Segment Start: Excerpt
Niobium is a smooth, silvery, ductile metallic component that, together with the element tantalum, typically occurs in nature. It is used for the construction of nuclear reactors, for the manufacture of steel alloys, and for allowing magnets to conduct electricity almost without resistance. Atomic number 41; atomic weight 92.906; melting point 2,468°C; boiling point 4,927°C; specific gravity 8.57; valence 2, 3, 5.
Its name comes from Greek mythology, specifically Niobe, who was the daughter of Tantalus, the namesake of tantalum. The name reflects the great similarity between the two elements in their physical and chemical properties, making them difficult to distinguish.
Niobium was discovered by the English chemist Charles Hatchett in 1801 when he was investigating a mineral called columbite. He decided to add potassium carbonate and water to the mineral. He heated it up, added acid, and metal formed. He called the metal columbium.
Segment End: Excerpt
Segment Start: Material shown
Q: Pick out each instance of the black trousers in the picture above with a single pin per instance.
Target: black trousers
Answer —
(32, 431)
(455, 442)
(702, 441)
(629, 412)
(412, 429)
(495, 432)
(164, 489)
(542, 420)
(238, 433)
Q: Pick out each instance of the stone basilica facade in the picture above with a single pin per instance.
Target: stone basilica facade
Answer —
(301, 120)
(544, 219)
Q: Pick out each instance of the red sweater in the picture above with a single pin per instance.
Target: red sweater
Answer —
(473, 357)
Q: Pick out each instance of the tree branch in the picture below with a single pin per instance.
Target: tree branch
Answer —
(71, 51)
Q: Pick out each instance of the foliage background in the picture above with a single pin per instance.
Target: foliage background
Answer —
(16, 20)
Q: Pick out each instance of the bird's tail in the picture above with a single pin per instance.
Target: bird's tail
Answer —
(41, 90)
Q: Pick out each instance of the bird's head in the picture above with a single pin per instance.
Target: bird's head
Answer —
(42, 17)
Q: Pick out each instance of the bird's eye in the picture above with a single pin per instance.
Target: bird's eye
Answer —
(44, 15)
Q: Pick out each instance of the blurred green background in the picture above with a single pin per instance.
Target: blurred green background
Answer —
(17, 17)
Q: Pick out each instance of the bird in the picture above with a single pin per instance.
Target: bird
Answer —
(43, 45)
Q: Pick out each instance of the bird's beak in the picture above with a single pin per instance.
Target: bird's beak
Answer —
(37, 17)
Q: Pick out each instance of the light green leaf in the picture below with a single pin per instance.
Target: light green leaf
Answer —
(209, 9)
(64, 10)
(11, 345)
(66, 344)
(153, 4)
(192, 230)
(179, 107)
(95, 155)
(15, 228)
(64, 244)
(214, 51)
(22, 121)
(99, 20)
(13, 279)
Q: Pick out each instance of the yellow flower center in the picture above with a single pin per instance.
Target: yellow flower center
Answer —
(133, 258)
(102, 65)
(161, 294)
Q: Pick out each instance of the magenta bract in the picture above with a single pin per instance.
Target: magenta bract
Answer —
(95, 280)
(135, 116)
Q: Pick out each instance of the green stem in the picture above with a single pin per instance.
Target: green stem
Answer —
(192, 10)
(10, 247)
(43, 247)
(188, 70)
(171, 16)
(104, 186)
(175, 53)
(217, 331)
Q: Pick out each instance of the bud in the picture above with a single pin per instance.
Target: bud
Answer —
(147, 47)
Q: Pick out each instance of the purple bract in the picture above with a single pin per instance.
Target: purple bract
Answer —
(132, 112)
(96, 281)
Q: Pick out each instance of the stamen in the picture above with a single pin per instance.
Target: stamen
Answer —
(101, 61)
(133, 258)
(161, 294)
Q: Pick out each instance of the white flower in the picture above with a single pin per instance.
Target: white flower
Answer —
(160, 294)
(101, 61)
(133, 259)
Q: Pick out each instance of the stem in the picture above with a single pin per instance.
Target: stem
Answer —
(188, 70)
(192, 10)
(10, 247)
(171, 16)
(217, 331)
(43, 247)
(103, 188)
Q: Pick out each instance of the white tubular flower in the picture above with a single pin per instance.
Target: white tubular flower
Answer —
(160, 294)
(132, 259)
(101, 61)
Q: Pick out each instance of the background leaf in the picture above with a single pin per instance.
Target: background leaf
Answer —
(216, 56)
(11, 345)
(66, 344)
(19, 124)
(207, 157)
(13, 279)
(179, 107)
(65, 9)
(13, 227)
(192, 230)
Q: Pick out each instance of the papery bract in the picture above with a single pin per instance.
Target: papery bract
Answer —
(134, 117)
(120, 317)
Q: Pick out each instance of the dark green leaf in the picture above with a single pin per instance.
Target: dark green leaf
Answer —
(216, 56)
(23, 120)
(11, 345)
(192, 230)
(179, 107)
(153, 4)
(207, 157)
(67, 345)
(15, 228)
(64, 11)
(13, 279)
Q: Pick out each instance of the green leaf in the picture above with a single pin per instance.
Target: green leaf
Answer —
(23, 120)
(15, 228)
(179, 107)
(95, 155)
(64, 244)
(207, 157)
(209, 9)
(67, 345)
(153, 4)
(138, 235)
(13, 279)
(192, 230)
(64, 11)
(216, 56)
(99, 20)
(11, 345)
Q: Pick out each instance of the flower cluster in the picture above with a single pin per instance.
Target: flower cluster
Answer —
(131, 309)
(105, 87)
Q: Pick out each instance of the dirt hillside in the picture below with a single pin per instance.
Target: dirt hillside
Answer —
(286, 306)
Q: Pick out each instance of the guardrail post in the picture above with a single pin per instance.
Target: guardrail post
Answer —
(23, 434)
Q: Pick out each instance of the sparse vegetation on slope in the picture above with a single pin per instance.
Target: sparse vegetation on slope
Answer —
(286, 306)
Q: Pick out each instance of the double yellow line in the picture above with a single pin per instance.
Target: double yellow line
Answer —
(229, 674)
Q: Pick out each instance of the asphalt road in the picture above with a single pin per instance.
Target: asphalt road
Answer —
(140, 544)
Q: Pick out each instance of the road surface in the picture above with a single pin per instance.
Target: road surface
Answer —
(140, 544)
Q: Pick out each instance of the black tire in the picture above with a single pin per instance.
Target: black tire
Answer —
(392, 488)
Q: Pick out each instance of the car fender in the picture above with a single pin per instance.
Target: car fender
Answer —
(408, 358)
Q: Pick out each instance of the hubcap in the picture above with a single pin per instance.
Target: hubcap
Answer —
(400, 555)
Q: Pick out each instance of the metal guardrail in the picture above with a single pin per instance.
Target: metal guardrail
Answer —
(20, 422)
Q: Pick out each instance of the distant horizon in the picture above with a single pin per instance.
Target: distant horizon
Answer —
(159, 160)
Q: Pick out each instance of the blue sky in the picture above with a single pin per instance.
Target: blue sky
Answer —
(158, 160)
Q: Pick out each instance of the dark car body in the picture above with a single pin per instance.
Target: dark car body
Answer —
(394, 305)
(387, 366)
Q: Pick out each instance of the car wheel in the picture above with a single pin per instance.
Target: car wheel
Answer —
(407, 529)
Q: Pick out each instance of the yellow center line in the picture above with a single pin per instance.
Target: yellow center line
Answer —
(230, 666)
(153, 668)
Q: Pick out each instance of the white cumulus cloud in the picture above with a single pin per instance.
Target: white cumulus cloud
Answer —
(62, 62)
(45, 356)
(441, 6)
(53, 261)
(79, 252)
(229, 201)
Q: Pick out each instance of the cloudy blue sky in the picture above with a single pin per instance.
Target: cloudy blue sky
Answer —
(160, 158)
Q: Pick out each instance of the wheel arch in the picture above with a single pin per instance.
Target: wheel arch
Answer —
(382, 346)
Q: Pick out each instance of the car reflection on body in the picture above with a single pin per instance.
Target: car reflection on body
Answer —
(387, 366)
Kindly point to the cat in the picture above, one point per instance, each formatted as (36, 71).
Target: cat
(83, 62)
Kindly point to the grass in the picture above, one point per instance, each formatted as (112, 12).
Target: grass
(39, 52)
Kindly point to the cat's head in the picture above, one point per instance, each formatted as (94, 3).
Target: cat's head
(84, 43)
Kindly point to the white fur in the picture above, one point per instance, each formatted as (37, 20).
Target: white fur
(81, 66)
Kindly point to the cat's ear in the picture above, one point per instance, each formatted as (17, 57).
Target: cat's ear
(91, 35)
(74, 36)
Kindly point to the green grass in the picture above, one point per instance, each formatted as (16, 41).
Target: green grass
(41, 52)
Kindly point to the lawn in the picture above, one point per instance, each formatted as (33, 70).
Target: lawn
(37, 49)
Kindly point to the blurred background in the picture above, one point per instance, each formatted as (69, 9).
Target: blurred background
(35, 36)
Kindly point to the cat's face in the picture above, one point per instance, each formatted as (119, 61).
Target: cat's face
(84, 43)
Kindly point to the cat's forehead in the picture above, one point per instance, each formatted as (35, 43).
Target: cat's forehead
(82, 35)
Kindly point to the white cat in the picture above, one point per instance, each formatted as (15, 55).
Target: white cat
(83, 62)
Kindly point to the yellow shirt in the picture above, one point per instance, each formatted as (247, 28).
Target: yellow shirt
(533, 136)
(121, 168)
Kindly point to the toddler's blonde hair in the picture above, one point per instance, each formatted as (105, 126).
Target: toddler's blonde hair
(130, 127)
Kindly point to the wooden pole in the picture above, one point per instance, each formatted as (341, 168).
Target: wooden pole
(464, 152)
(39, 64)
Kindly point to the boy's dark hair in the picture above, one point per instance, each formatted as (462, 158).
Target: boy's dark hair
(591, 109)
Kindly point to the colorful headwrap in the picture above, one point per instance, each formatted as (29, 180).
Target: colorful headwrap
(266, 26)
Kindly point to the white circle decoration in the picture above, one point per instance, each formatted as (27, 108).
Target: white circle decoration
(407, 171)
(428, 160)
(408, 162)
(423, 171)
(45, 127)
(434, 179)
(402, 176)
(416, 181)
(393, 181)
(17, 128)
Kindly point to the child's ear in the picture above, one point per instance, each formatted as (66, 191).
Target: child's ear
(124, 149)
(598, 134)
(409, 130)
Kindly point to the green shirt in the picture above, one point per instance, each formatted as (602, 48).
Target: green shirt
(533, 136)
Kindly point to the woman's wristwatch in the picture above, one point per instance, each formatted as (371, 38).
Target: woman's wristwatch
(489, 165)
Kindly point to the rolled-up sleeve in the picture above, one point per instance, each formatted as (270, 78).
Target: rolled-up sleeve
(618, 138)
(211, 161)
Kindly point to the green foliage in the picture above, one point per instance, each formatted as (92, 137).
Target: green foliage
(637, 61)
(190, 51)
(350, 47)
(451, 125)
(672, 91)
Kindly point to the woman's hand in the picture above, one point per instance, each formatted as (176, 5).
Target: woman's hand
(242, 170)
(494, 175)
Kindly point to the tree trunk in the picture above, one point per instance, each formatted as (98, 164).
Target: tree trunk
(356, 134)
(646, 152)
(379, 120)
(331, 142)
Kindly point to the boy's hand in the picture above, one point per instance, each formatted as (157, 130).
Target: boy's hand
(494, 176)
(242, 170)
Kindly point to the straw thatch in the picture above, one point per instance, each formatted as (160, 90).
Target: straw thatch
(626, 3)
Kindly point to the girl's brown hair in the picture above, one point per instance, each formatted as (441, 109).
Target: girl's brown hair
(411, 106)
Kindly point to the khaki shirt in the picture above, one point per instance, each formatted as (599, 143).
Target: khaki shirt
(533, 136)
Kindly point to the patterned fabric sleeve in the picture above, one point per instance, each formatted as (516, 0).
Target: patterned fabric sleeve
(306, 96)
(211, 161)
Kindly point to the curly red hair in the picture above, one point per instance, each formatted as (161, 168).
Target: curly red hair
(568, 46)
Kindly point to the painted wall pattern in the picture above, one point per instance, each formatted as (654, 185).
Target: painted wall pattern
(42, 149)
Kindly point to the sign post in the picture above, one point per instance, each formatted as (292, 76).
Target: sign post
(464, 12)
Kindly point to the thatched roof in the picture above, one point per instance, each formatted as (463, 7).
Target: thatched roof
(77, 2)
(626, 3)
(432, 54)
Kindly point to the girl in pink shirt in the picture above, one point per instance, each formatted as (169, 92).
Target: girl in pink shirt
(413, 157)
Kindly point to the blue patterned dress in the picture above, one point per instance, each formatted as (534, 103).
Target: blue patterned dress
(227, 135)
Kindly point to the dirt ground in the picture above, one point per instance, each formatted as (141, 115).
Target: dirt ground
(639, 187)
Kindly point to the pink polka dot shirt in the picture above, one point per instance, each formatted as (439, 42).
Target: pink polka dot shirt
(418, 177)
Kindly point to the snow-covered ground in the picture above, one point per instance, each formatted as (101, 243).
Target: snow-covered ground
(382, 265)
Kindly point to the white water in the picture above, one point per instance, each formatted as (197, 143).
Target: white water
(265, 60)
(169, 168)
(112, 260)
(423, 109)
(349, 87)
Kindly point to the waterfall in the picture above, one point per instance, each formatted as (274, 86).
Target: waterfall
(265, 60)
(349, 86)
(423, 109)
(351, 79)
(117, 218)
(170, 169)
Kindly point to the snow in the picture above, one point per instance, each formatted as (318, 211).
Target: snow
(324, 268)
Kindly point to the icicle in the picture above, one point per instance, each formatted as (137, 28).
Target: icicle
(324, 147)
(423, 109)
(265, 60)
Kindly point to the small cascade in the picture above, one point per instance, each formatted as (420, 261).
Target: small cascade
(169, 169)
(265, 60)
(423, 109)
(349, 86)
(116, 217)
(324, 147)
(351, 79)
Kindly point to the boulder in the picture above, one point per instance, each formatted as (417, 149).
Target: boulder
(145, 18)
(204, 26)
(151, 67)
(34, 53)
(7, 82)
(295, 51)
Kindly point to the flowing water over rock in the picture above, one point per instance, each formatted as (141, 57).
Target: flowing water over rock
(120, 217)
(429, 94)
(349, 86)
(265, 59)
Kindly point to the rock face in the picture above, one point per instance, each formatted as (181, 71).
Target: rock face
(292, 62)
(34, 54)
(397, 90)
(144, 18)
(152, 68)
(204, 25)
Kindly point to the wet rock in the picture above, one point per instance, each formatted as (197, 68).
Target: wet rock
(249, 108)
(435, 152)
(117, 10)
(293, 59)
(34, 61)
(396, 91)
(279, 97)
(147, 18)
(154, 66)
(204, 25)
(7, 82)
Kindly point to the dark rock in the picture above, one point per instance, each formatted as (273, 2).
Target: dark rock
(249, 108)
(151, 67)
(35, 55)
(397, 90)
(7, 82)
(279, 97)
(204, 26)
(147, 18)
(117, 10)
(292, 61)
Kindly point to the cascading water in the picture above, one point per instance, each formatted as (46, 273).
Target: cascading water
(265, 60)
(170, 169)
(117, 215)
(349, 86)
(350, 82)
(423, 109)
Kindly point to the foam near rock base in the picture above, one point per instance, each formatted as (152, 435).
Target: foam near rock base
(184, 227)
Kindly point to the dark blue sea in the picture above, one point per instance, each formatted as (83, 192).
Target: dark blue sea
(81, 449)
Segment End: Material shown
_Directions_
- a) In the niobium passage, what mineral was Charles Hatchett investigating when he discovered niobium?
- b) Copy the niobium passage from "Niobium is a" up to and including "valence 2, 3, 5.".
The records aren't needed for anything here.

_Solutions below_
- a) Columbite.

- b)
Niobium is a smooth, silvery, ductile metallic component that, together with the element tantalum, typically occurs in nature. It is used for the construction of nuclear reactors, for the manufacture of steel alloys, and for allowing magnets to conduct electricity almost without resistance. Atomic number 41; atomic weight 92.906; melting point 2,468°C; boiling point 4,927°C; specific gravity 8.57; valence 2, 3, 5.